Rows from a pointing dataset »

☆ ☆ ☆ ☆ ☆ ☆ ☆

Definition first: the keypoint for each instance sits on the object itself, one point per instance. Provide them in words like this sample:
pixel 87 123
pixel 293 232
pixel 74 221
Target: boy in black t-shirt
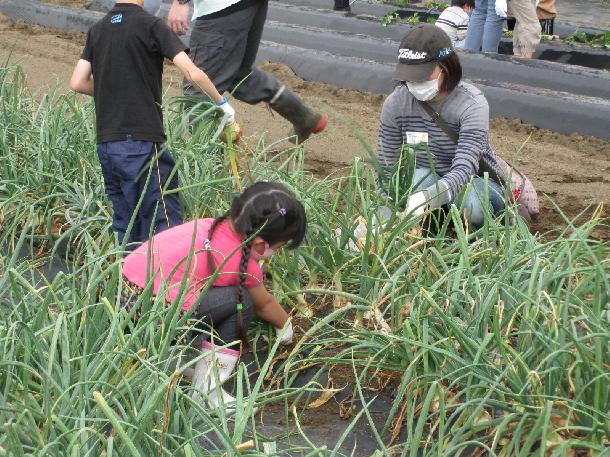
pixel 121 67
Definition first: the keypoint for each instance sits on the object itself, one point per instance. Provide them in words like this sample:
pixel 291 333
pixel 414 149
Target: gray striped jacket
pixel 466 110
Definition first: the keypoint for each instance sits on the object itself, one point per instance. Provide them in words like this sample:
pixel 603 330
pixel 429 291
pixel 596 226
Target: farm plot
pixel 493 343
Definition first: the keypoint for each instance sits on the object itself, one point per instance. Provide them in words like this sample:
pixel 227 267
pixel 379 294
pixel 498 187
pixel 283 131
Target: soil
pixel 569 171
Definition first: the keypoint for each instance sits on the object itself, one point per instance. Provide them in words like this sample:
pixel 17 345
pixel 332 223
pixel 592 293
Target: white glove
pixel 288 333
pixel 501 8
pixel 416 205
pixel 229 112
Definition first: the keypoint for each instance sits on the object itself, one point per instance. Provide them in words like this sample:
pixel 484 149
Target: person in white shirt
pixel 224 43
pixel 454 21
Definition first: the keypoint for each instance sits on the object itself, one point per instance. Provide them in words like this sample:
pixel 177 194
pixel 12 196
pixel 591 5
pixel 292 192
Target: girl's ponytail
pixel 242 331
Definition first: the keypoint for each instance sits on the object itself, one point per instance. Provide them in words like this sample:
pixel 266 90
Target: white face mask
pixel 268 252
pixel 426 90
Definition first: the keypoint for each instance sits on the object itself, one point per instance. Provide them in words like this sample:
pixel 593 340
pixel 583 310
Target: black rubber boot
pixel 304 121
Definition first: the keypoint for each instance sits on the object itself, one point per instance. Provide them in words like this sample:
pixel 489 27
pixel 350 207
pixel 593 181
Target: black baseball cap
pixel 419 51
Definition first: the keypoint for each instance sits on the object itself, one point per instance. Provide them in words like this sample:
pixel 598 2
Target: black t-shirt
pixel 126 50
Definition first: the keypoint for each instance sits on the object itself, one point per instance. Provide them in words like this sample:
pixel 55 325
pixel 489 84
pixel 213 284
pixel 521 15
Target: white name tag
pixel 417 137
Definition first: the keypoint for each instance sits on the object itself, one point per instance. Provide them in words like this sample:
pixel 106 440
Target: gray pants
pixel 218 311
pixel 225 49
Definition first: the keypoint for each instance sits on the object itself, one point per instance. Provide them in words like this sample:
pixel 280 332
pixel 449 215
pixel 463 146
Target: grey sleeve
pixel 472 144
pixel 390 140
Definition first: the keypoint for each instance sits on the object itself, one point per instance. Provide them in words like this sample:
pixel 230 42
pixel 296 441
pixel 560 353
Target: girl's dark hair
pixel 452 70
pixel 462 3
pixel 268 210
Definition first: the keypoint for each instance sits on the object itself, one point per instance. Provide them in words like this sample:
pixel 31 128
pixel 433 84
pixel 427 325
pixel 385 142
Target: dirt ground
pixel 572 171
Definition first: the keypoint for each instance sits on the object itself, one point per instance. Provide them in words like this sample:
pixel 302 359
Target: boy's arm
pixel 82 80
pixel 267 308
pixel 197 77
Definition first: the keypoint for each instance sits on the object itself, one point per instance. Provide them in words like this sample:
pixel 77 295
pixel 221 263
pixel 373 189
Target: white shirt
pixel 454 21
pixel 203 7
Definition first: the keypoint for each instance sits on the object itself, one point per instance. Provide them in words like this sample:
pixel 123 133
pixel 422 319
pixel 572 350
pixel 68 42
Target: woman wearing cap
pixel 429 75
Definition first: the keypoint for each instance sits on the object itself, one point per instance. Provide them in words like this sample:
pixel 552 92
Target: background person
pixel 429 70
pixel 485 26
pixel 526 35
pixel 224 43
pixel 266 209
pixel 454 21
pixel 547 12
pixel 124 55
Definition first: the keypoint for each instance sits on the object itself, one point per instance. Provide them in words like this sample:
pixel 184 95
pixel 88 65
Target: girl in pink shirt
pixel 265 217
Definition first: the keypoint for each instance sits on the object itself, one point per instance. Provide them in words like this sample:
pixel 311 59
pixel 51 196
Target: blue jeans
pixel 125 167
pixel 472 200
pixel 484 28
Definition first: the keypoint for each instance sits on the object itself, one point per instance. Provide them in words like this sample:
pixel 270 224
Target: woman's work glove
pixel 501 8
pixel 285 334
pixel 416 205
pixel 229 112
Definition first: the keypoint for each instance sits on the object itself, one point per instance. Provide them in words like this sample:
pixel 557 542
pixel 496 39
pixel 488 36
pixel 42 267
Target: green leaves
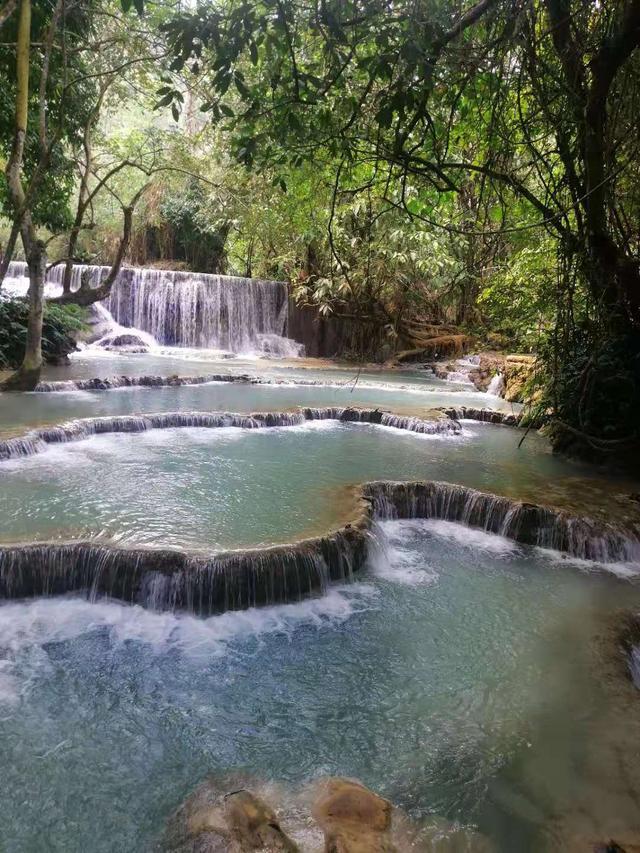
pixel 138 5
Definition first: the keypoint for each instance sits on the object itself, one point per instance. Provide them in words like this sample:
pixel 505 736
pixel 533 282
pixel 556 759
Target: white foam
pixel 620 569
pixel 26 627
pixel 392 558
pixel 470 537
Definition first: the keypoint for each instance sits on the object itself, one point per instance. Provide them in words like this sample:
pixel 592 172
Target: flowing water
pixel 184 309
pixel 464 676
pixel 454 678
pixel 231 487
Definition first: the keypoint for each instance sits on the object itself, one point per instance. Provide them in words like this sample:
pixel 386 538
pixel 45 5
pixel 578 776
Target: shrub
pixel 59 324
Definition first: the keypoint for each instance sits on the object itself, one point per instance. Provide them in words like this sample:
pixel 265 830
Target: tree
pixel 72 86
pixel 529 106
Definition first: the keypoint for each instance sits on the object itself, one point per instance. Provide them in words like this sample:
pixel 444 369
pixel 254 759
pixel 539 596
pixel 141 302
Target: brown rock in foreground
pixel 353 818
pixel 253 824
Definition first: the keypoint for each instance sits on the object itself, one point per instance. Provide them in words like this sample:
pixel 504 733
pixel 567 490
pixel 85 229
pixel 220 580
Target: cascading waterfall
pixel 169 579
pixel 162 579
pixel 529 524
pixel 187 309
pixel 36 441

☆ ☆ ☆ ☆ ☆ ☆ ☆

EXERCISE DETAILS »
Turn every line of the rows above into a Markdown table with the columns No and Line, skipping blank lines and leaving out the pictures.

ANSWER BELOW »
| No | Line |
|---|---|
| 1 | Definition first: the keypoint for each instance sits on the object itself, one point per instance. Provide them in words like this sample: |
| 2 | pixel 87 123 |
| 3 | pixel 293 232 |
| 4 | pixel 74 221 |
| 5 | Target: boy in black t-shirt |
| 6 | pixel 121 67 |
| 7 | Definition first: the keypoint for each instance sits on the object itself, one point per instance. Provide them in words like this sample: |
| 8 | pixel 291 333 |
| 9 | pixel 414 149 |
| 10 | Target: gray striped jacket |
| 11 | pixel 466 110 |
| 12 | Definition first: the keypoint for each instance sits on the object itself, one point per instance. Provide them in words like this sample: |
| 13 | pixel 603 330 |
| 14 | pixel 429 291 |
| 15 | pixel 596 226 |
| 16 | Target: farm plot |
| 17 | pixel 493 343 |
| 18 | Definition first: the keypoint for each instance sits on the object itself, one point per instance. Provide them in words like this sample: |
| 19 | pixel 227 267 |
| 20 | pixel 379 294 |
| 21 | pixel 498 187 |
| 22 | pixel 283 131 |
| 23 | Target: soil |
| 24 | pixel 569 171 |
| 25 | Definition first: the keypoint for each instance sits on the object itself, one point per instance. Provide them in words like this sample: |
| 26 | pixel 17 345 |
| 27 | pixel 332 223 |
| 28 | pixel 592 293 |
| 29 | Target: white glove |
| 30 | pixel 288 333 |
| 31 | pixel 501 8 |
| 32 | pixel 416 205 |
| 33 | pixel 229 112 |
| 34 | Definition first: the keypoint for each instance sits on the object itself, one point per instance. Provide them in words like this sample: |
| 35 | pixel 484 149 |
| 36 | Target: person in white shirt |
| 37 | pixel 224 43 |
| 38 | pixel 454 21 |
| 39 | Definition first: the keypoint for each instance sits on the object itself, one point per instance. Provide them in words like this sample: |
| 40 | pixel 177 194 |
| 41 | pixel 12 196 |
| 42 | pixel 591 5 |
| 43 | pixel 292 192 |
| 44 | Target: girl's ponytail |
| 45 | pixel 242 331 |
| 46 | Definition first: the keypoint for each instance sits on the object itself, one point per instance. Provide them in words like this sample: |
| 47 | pixel 266 90 |
| 48 | Target: white face mask |
| 49 | pixel 268 252 |
| 50 | pixel 426 90 |
| 51 | Definition first: the keypoint for each instance sits on the object itself, one point per instance. Provide them in words like this sample: |
| 52 | pixel 593 340 |
| 53 | pixel 583 310 |
| 54 | Target: black rubber boot |
| 55 | pixel 304 121 |
| 56 | Definition first: the keypoint for each instance sits on the object itself, one point per instance. Provide them in words like this sample: |
| 57 | pixel 489 27 |
| 58 | pixel 350 207 |
| 59 | pixel 593 181 |
| 60 | Target: black baseball cap |
| 61 | pixel 419 51 |
| 62 | Definition first: the keypoint for each instance sits on the object itself, one point per instance. Provide them in words like this sample: |
| 63 | pixel 598 2 |
| 64 | Target: black t-shirt |
| 65 | pixel 126 50 |
| 66 | Definition first: the keypoint for each instance sits on the object itself, one point per instance. Provide them in words like this sample: |
| 67 | pixel 55 325 |
| 68 | pixel 489 84 |
| 69 | pixel 213 284 |
| 70 | pixel 521 15 |
| 71 | Target: white name tag |
| 72 | pixel 417 137 |
| 73 | Definition first: the keypoint for each instance sits on the object itself, one point per instance. Provide them in words like this sample: |
| 74 | pixel 106 440 |
| 75 | Target: gray pants |
| 76 | pixel 218 311 |
| 77 | pixel 225 49 |
| 78 | Definition first: the keypoint for each instance sits on the object itself, one point per instance. Provide them in words like this sample: |
| 79 | pixel 280 332 |
| 80 | pixel 449 215 |
| 81 | pixel 463 146 |
| 82 | Target: grey sleeve |
| 83 | pixel 472 144 |
| 84 | pixel 390 140 |
| 85 | Definition first: the keypoint for each instance sits on the object itself, one point per instance. Provide them in words like this sample: |
| 86 | pixel 230 42 |
| 87 | pixel 296 441 |
| 88 | pixel 560 353 |
| 89 | Target: girl's dark hair |
| 90 | pixel 452 70 |
| 91 | pixel 462 3 |
| 92 | pixel 268 210 |
| 93 | Definition first: the keypoint for each instance sits on the object itself, one point per instance. Provide them in words like this sample: |
| 94 | pixel 31 128 |
| 95 | pixel 433 84 |
| 96 | pixel 427 325 |
| 97 | pixel 385 142 |
| 98 | Target: dirt ground |
| 99 | pixel 572 171 |
| 100 | Definition first: the keypoint for each instance sits on the object itself, one point per instance. Provide them in words like this sample: |
| 101 | pixel 302 359 |
| 102 | Target: boy's arm |
| 103 | pixel 82 80 |
| 104 | pixel 267 308 |
| 105 | pixel 197 77 |
| 106 | Definition first: the keypoint for each instance sits on the object itself, one point per instance. Provide them in words like this sample: |
| 107 | pixel 77 295 |
| 108 | pixel 221 263 |
| 109 | pixel 373 189 |
| 110 | Target: white shirt |
| 111 | pixel 454 21 |
| 112 | pixel 203 7 |
| 113 | Definition first: the keypoint for each instance sits on the object itself, one point per instance. Provide them in words like this sample: |
| 114 | pixel 123 133 |
| 115 | pixel 422 319 |
| 116 | pixel 572 350 |
| 117 | pixel 68 42 |
| 118 | Target: woman wearing cap |
| 119 | pixel 429 75 |
| 120 | Definition first: the keypoint for each instance sits on the object itself, one point per instance. Provide them in words like this sample: |
| 121 | pixel 552 92 |
| 122 | Target: background person |
| 123 | pixel 429 70 |
| 124 | pixel 485 26 |
| 125 | pixel 526 35 |
| 126 | pixel 224 43 |
| 127 | pixel 266 209 |
| 128 | pixel 454 21 |
| 129 | pixel 547 12 |
| 130 | pixel 124 55 |
| 131 | Definition first: the keypoint for each instance sits on the object itself, one point per instance. Provide them in words like this sample: |
| 132 | pixel 184 95 |
| 133 | pixel 88 65 |
| 134 | Target: girl in pink shirt |
| 135 | pixel 265 217 |
| 136 | Definition first: the keypoint for each instance sits on the object itself, one point per instance. Provide them in words like this sample: |
| 137 | pixel 311 59 |
| 138 | pixel 51 196 |
| 139 | Target: blue jeans |
| 140 | pixel 125 167 |
| 141 | pixel 472 200 |
| 142 | pixel 484 28 |
| 143 | Definition first: the keypoint for each instance sits on the object itself, one point per instance. Provide them in words like this sample: |
| 144 | pixel 270 224 |
| 145 | Target: woman's work glove |
| 146 | pixel 501 8 |
| 147 | pixel 285 334 |
| 148 | pixel 416 205 |
| 149 | pixel 229 112 |
| 150 | Definition first: the keypoint for each instance sits on the object itself, one point per instance. Provide them in words like this sample: |
| 151 | pixel 557 542 |
| 152 | pixel 496 39 |
| 153 | pixel 488 36 |
| 154 | pixel 42 267 |
| 155 | Target: green leaves |
| 156 | pixel 138 5 |
| 157 | Definition first: the keypoint for each instance sits on the object itself, one point per instance. Provide them in words like this sample: |
| 158 | pixel 505 736 |
| 159 | pixel 533 282 |
| 160 | pixel 556 759 |
| 161 | Target: white foam |
| 162 | pixel 620 569 |
| 163 | pixel 26 627 |
| 164 | pixel 392 558 |
| 165 | pixel 470 537 |
| 166 | Definition first: the keypoint for each instance sits on the object itself, one point per instance. Provide them in words like this sample: |
| 167 | pixel 592 172 |
| 168 | Target: flowing water |
| 169 | pixel 184 309 |
| 170 | pixel 464 676 |
| 171 | pixel 454 678 |
| 172 | pixel 231 487 |
| 173 | Definition first: the keypoint for each instance sits on the object itself, one point per instance. Provide them in words like this sample: |
| 174 | pixel 386 538 |
| 175 | pixel 45 5 |
| 176 | pixel 578 776 |
| 177 | Target: shrub |
| 178 | pixel 59 324 |
| 179 | Definition first: the keypoint for each instance sits on the object itself, one point per instance. Provide them in words like this sample: |
| 180 | pixel 265 830 |
| 181 | Target: tree |
| 182 | pixel 72 86 |
| 183 | pixel 529 106 |
| 184 | Definition first: the keypoint for each instance sits on the object itself, one point per instance. Provide them in words like this sample: |
| 185 | pixel 444 369 |
| 186 | pixel 254 759 |
| 187 | pixel 539 596 |
| 188 | pixel 141 302 |
| 189 | Target: brown rock in foreground |
| 190 | pixel 353 818 |
| 191 | pixel 253 824 |
| 192 | Definition first: the keypoint for each instance sits on the object itself, one point per instance. Provide them in words like this sample: |
| 193 | pixel 504 733 |
| 194 | pixel 567 490 |
| 195 | pixel 85 229 |
| 196 | pixel 220 580 |
| 197 | Target: cascading waterfall |
| 198 | pixel 169 579 |
| 199 | pixel 162 579 |
| 200 | pixel 529 524 |
| 201 | pixel 187 309 |
| 202 | pixel 36 441 |